__GIVEN TEXT__:
* * * * * * * * *

This thesis addressed the problem of reducing the time to market and costs of audio software development by defining a software architecture that enables the construction of complete and rich audio applications by visual means.
Existing platforms provide visual prototyping for the processing aspect using data flow visual languages. When constructing final user products either the processing prototype is embedded into a fully programmed application logic, which implies a lot of development, or the visual prototyping tool itself is used as final user interface, which clutters the user interface with useless, or even inconvenient, functionalities.
Visual user interface builder tools cover visual specification of the interface layout and a minimal reactivity of the interface of an applications. Even by using such tools, the developer must still provide low level programming to connect the user interface to the processing core.
The proposed architecture reuses the concepts from both, visual user interface builders and data flow visual languages for signal processing. Both concepts are broadly used but are hard to be combined to build full applications. The architecture enables the designer to visually bind both sides, enabling her to ignore most implementation details such as communication among real-time threads and platform dependant audio subsystem programming.

* * * * * * * * *

__EXTRACTED MATERIAL__:
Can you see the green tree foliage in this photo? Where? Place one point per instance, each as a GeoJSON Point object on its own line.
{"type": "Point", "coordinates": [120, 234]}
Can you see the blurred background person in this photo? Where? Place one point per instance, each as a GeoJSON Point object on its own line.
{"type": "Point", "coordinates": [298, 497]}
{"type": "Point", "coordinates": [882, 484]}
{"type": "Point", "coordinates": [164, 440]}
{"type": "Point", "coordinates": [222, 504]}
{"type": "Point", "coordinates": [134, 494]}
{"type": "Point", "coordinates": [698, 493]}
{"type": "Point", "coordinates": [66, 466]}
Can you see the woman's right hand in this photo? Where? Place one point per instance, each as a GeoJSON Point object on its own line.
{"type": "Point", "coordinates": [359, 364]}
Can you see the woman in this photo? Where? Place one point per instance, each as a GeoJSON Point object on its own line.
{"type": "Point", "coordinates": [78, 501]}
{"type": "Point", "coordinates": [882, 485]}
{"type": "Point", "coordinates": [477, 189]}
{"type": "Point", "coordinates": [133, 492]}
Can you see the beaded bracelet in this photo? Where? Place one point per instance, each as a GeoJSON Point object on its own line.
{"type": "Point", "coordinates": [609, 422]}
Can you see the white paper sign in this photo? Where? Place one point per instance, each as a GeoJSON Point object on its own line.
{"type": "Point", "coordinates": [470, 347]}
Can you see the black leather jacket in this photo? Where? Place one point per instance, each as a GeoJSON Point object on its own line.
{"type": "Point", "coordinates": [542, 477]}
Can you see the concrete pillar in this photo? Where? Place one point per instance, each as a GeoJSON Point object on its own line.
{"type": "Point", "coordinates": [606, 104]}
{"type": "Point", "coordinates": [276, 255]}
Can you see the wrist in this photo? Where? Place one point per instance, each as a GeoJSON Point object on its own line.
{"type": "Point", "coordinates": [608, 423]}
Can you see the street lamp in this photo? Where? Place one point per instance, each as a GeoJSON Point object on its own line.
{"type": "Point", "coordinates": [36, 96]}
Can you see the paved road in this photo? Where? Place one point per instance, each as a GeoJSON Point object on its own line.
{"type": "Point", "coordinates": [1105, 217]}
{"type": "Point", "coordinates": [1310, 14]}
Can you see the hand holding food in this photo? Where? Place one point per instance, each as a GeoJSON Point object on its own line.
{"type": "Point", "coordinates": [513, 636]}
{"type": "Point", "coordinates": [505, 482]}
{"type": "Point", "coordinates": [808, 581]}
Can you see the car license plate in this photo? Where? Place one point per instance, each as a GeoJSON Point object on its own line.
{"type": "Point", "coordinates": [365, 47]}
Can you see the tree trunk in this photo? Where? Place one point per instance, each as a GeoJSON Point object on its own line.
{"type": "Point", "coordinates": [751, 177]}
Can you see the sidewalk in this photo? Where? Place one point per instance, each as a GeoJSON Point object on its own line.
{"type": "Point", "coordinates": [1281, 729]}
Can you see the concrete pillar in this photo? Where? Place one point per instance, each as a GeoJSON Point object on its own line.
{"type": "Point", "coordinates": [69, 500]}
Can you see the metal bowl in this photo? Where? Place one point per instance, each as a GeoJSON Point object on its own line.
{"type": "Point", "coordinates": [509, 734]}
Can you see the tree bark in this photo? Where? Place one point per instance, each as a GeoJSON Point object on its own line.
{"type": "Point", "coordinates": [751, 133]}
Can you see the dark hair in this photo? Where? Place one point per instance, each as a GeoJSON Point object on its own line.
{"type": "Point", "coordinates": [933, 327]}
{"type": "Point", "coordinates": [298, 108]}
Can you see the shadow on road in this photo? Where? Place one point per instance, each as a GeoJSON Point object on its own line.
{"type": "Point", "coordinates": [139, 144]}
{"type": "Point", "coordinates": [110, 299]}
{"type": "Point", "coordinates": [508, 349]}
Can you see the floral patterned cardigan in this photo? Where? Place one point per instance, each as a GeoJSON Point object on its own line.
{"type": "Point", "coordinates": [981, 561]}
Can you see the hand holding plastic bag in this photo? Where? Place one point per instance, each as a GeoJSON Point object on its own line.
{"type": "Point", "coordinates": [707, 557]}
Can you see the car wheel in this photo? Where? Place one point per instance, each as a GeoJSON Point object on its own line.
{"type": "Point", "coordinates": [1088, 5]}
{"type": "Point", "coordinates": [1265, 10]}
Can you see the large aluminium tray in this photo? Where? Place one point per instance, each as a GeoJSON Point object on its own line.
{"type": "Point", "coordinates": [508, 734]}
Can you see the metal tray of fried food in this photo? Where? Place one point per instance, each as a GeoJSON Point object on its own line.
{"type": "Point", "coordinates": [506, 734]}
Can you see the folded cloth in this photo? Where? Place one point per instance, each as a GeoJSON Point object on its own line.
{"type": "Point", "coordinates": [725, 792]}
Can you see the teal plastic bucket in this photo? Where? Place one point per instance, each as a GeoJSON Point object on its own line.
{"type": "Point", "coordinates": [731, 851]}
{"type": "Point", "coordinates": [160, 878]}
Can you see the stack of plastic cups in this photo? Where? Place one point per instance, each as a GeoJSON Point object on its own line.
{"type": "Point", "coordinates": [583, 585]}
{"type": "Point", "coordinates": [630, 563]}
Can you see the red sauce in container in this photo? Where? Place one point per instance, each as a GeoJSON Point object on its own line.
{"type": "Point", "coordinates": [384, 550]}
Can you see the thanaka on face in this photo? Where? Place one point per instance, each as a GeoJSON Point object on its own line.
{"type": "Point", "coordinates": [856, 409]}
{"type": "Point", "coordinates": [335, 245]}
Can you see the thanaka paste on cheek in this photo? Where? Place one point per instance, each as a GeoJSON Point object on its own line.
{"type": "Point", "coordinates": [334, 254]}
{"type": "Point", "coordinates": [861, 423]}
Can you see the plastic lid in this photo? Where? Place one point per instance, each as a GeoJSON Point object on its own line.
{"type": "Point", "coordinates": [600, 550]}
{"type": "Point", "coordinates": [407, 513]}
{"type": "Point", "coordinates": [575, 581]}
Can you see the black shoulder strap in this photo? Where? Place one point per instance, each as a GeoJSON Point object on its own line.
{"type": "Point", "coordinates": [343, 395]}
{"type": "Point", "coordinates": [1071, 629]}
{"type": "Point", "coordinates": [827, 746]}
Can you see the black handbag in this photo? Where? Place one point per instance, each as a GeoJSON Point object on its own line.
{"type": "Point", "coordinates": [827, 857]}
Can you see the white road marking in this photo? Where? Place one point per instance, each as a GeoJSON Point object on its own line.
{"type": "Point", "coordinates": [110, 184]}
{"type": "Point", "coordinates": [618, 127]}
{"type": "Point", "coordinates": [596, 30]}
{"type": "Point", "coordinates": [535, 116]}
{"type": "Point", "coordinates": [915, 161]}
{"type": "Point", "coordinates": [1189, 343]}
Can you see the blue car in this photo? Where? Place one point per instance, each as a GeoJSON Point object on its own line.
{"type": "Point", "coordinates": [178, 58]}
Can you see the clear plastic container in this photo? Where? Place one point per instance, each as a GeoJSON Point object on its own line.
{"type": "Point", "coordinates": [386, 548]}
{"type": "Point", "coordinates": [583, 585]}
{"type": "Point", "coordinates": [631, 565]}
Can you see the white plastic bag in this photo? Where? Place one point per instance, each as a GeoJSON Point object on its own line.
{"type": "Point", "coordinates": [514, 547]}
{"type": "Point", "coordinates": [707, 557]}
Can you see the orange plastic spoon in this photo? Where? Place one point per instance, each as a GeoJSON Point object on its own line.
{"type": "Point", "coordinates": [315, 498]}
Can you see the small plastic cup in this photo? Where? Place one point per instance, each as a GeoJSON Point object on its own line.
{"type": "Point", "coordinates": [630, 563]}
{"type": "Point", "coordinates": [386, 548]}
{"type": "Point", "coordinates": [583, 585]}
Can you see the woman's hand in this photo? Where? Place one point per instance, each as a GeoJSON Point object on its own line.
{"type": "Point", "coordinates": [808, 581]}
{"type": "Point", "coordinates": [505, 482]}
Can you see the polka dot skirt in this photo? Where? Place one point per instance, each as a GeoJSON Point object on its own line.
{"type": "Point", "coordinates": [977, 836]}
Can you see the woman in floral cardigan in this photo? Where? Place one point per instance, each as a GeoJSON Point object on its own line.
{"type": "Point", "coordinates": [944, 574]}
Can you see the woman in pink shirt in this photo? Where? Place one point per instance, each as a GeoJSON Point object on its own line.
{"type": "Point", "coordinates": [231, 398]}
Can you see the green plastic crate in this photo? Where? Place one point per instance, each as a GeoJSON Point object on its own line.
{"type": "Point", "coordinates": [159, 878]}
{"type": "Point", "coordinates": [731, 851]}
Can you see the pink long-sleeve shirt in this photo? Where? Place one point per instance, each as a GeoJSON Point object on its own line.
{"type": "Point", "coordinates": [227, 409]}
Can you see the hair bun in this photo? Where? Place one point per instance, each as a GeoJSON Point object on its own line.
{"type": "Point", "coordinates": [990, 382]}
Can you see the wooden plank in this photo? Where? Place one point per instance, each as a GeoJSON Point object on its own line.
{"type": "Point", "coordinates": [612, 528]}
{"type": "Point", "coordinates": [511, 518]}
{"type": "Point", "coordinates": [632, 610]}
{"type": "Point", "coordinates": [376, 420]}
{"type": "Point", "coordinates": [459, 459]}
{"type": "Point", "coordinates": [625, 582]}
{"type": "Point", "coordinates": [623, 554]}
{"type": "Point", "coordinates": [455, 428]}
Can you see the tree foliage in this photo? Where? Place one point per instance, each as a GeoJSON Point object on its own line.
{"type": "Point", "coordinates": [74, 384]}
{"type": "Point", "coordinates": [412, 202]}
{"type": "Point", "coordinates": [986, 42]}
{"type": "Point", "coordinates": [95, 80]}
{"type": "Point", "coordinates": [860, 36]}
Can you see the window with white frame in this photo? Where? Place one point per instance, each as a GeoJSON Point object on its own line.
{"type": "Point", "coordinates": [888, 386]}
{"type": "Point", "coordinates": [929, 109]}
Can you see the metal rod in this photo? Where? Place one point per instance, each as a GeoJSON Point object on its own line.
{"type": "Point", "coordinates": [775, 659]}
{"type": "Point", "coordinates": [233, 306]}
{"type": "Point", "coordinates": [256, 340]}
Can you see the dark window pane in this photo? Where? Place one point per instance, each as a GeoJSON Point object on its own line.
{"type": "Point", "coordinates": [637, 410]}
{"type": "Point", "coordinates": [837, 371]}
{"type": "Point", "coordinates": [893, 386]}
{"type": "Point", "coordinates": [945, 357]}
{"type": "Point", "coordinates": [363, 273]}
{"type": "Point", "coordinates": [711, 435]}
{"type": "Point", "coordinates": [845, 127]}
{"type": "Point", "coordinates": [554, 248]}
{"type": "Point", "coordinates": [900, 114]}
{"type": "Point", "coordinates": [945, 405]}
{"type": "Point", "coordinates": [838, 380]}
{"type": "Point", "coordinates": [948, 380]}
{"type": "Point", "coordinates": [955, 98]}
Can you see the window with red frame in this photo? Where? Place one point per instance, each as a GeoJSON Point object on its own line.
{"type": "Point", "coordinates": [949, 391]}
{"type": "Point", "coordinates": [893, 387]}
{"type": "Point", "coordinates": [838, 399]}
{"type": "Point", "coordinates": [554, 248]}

* * * * * * * * *

__GIVEN INSTRUCTION A__: According to the audio architecture passage, what is the drawback of using the visual prototyping tool itself as the final user interface? Answer in one to three sentences.
__GIVEN INSTRUCTION B__: Extend the audio architecture passage with new text that begins after its final sentence.
The items placed after the text are separate material with no connection to it.

__REPLY A__: Using the visual prototyping tool itself as the final user interface clutters that interface with functionalities that are useless or even inconvenient.

__REPLY B__:
Thanks to the architecture a designer could build an application by performing the following steps:
To evaluate the architecture, an instance of such architecture was built using the CLAM framework and the Qt toolkit. The Qt toolkit was extended by adding new audio related widgets that can be reused for audio data visualization and audio systems control. Such widgets were made available as components for visual composition of interfaces using the Qt toolkit prototyping tool. A visual audio prototyping tool was constructed on the top of the CLAM framework so that it integrates well on the prototyping architecture, and a run-time engine was implemented to join both worlds and providing a minimal application logic.
The development process of existing open source audio projects have been compared with the development of similar functionality by using tools based on such architecture, ascertaining that the architecture contributes to shorten development times and increases the software quality by enabling more iterations over the design.
The benefits of using such architecture has been argued according different criteria that has been proved valid for historical software development tools, such as learning threshold, complexity ceiling, path of least resistance... concluding the following: The architecture lowers the learning threshold, by no requiring programming skills and hiding hard audio related implementation details to the designer. Still the architecture provides a relatively high complexity ceiling to the set of applications that can be built just visually. But it also offers mechanism to raise such ceiling by extending existing components or by programming a more complex application logic.
It has also been shown that a tool based on such architecture offers a path of least resistance which leads to good design decisions, for example, separating processing and interface in different threads, setting controlled real-time and thread-safe means for communicating them, modularizing processing and the visual elements, and reusing components among designs.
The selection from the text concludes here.